**EXERCISE**
Exact repetition of every entry is required.

[Dataset excerpt]
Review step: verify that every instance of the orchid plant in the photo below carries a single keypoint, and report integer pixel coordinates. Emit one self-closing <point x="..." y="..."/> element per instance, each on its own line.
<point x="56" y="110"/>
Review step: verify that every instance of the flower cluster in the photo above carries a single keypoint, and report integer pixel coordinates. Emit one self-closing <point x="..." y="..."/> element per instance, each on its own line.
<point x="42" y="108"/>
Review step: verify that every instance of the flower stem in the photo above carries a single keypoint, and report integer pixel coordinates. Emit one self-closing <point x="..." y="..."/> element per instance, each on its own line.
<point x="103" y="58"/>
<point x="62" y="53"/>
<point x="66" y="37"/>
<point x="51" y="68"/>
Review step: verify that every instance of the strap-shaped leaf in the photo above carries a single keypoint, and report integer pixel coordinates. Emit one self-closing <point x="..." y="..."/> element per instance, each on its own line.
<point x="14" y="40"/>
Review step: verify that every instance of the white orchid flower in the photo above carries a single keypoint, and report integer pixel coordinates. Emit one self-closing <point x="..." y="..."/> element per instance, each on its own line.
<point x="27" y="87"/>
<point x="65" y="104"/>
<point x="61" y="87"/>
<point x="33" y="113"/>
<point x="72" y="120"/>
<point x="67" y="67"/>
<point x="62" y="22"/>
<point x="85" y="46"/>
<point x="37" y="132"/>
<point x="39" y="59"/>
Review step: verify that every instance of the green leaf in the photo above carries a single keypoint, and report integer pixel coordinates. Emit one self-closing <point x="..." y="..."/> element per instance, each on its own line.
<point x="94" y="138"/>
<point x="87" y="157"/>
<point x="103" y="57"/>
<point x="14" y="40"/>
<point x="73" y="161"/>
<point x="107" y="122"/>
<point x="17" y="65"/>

**FINAL ANSWER**
Review step: verify that every instance of the orchid plant in the photo below carries a single keypoint, and report integer pixel coordinates. Emit one self-closing <point x="..." y="..."/> element per instance, each on its own line.
<point x="56" y="110"/>
Review step: verify that every instance of the flower cluster in the photo above carries a single keypoint, and report integer pixel coordinates. Emit one self-closing <point x="..." y="..."/> element per instance, each on its own line.
<point x="42" y="108"/>
Review step: verify that every instance of the flower stem in the photo above carries a single keypoint, and report integer pixel coordinates. Emit one self-closing <point x="..." y="..."/> element per instance, each on its own line.
<point x="103" y="58"/>
<point x="62" y="53"/>
<point x="66" y="37"/>
<point x="51" y="68"/>
Review step: verify that every instance of the strap-shaped leaf in the photo above carries a single keypoint, and report integer pixel coordinates. Emit one self-closing <point x="..." y="..."/> element per instance, each on its own line.
<point x="14" y="40"/>
Review step: verify that every instance of the white orchid flower in the photo above carries a single keypoint, and report integer pixel coordinates. Emit one self-closing <point x="..." y="..."/> element per instance, each on its own line.
<point x="27" y="87"/>
<point x="65" y="104"/>
<point x="61" y="87"/>
<point x="33" y="113"/>
<point x="72" y="120"/>
<point x="67" y="67"/>
<point x="62" y="22"/>
<point x="85" y="46"/>
<point x="37" y="132"/>
<point x="39" y="59"/>
Review step: verify that every instance of the green leaf in the photo above carries a single keypoint, and report integer pixel coordinates. Emit one self-closing <point x="..." y="..."/> element per instance, each on its own line.
<point x="94" y="138"/>
<point x="87" y="157"/>
<point x="103" y="57"/>
<point x="14" y="40"/>
<point x="73" y="161"/>
<point x="107" y="122"/>
<point x="17" y="65"/>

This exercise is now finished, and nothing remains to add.